WHAT TO PRODUCE: All of the data below should be copied exactly as it stands.

BEGIN MATERIAL FOR THE TASK

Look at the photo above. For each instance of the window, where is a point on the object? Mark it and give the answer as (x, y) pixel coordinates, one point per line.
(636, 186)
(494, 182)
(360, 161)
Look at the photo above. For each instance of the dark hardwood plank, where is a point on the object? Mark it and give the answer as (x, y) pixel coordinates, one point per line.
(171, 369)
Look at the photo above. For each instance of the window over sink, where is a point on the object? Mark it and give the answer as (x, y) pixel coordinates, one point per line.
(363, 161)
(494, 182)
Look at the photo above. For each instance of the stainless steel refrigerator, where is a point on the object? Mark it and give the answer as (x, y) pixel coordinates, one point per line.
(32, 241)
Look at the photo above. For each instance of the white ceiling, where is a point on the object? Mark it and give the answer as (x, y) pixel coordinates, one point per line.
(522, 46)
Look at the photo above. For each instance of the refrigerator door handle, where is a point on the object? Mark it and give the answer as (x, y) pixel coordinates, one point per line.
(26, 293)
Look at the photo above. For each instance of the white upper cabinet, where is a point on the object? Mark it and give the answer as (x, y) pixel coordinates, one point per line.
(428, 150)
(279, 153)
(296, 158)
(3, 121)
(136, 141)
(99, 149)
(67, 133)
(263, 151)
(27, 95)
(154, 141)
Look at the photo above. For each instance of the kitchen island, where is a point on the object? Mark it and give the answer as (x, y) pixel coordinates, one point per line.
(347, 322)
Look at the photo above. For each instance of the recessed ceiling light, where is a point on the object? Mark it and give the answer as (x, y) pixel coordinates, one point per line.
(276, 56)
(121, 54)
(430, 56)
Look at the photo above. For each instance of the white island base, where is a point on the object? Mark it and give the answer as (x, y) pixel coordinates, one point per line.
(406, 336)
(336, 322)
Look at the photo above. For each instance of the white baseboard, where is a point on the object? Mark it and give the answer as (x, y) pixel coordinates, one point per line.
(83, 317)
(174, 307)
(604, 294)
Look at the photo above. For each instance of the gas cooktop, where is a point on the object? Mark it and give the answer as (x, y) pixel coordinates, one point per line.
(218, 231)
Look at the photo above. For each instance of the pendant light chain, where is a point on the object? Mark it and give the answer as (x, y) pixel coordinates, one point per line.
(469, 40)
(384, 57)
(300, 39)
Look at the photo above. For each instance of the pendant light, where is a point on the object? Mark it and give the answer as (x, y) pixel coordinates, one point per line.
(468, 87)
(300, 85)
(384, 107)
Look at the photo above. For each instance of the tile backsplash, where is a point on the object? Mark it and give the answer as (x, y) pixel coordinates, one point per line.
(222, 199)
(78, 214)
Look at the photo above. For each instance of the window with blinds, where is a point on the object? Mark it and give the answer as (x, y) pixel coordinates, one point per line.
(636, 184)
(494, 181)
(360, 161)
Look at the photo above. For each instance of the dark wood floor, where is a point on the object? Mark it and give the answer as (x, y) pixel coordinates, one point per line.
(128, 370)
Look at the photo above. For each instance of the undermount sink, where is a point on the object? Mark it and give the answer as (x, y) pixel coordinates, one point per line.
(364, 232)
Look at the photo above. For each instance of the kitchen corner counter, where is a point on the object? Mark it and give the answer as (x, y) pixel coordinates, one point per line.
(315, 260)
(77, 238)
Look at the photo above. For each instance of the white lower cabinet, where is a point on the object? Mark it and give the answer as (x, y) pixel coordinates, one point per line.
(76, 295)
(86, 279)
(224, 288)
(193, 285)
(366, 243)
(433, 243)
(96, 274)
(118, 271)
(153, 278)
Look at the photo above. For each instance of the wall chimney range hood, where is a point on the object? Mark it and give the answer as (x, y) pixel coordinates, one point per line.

END MATERIAL FOR THE TASK

SOLUTION FOR THIS EXERCISE:
Look at the photo above. For each instance of the window, where is a point on the object? Mark it and give the answer as (x, y) pixel coordinates, one point per line.
(636, 186)
(494, 182)
(360, 161)
Look at the photo above. For each instance of the dark hardwood plank, where is a point on the object? Mark it and give the answer as (x, y) pixel coordinates, one point per line.
(171, 369)
Look at the photo above. For each instance of the window over sink, where is a point on the object? Mark it and give the answer as (x, y) pixel coordinates, one point per line.
(363, 161)
(494, 182)
Look at the photo above. For each instance of the stainless steel refrigerator, where is a point on the object? Mark it and give the answer as (x, y) pixel coordinates, one point per line.
(32, 241)
Look at the photo above. For each instance of the white ceiling, where is a point on the object? Mark it and give the answer as (x, y) pixel coordinates, one point per line.
(522, 46)
Look at the photo above. For each instance of the refrigerator door handle, where is a point on the object? Mark it and give the answer as (x, y) pixel coordinates, one point per line.
(26, 293)
Look at the photo above. For each instance of the white upper cabinet, where is a point on the object? Mark it and give the answer as (x, y) pixel coordinates, one point per line.
(428, 150)
(279, 153)
(296, 158)
(3, 121)
(136, 141)
(99, 149)
(67, 133)
(263, 151)
(27, 95)
(154, 141)
Look at the photo above. For each instance of the kitchen island, where is a point on the object? Mark it and give the answer as (x, y) pixel coordinates, one point per line.
(347, 322)
Look at the photo above. For each instance of the recessed ceiling light, where is a point on the object? Mark it and give the answer as (x, y) pixel coordinates, one point per line.
(276, 56)
(121, 54)
(430, 56)
Look at the photo above. For each instance of the white island base, where is a point on the object? Mark it and give the answer as (x, y) pixel coordinates, one point per line.
(406, 336)
(336, 322)
Look at the photo above. For each instance of the white baseboard, where is a point on the object? Mark it and give the answer as (x, y) pixel coordinates, one point per line.
(83, 317)
(174, 307)
(604, 294)
Look at the photo above. For each instance of the gas cooktop, where is a point on the object? Mark it and give the answer as (x, y) pixel coordinates, one point per line.
(218, 231)
Look at the photo above. For each instance of the pendant light chain, where is a point on the object? Mark it and give the answer as (x, y) pixel coordinates, one point per line.
(469, 40)
(384, 57)
(300, 39)
Look at the photo above. For each instance of the pendant light, where is a point on the object? Mark it and give the answer as (x, y) pixel coordinates, one point per line.
(468, 87)
(300, 85)
(384, 107)
Look at the photo above. For each instance of the tile backsplash, where is a point on the object? Mark it and give the answer as (x, y) pixel coordinates, one point per line.
(222, 199)
(78, 214)
Look at the photo above. For each instance of the window with blinds, where is a point on the object? Mark it and give the answer as (x, y) pixel coordinates, one point per line.
(636, 184)
(494, 181)
(360, 161)
Look at the photo above. For each instance of the dark wood floor, where is a point on the object? Mark it and give the answer as (x, y) pixel coordinates, one point per line.
(128, 370)
Look at the photo above. For each instance of the undermount sink, where is a point on the object? Mark it and give the answer as (x, y) pixel coordinates, one point per line.
(364, 232)
Look at the photo above. For each instance of the kitchen corner counter, where is a point on the object? Mark it and give the answer as (x, y) pixel coordinates, one point per line.
(315, 260)
(77, 238)
Look at the photo above. For each instance of the white lower cabinet, where is a point on the object? Mark it and give the answer as (x, y) pixel coordinates, one point per line.
(76, 295)
(86, 279)
(224, 288)
(193, 285)
(366, 243)
(433, 243)
(96, 274)
(118, 271)
(153, 278)
Look at the photo above. For each instance of the wall chimney range hood, where is a point on the object? Mark it and give the answer as (x, y) pixel coordinates, one point per line.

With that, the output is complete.